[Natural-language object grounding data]
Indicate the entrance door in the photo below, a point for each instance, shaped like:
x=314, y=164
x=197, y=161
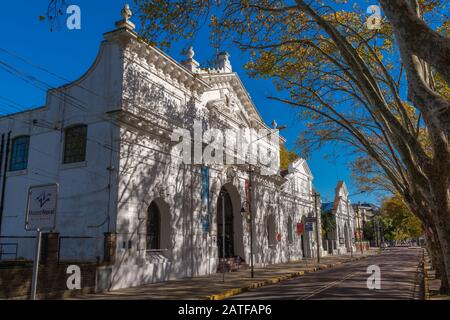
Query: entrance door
x=346, y=237
x=227, y=207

## [Required action]
Return every entry above exactly. Pictures stay out.

## [Answer space]
Indicate the entrance door in the photo below, a point for each instance, shaped like:
x=314, y=164
x=197, y=161
Query: entrance door
x=346, y=237
x=227, y=207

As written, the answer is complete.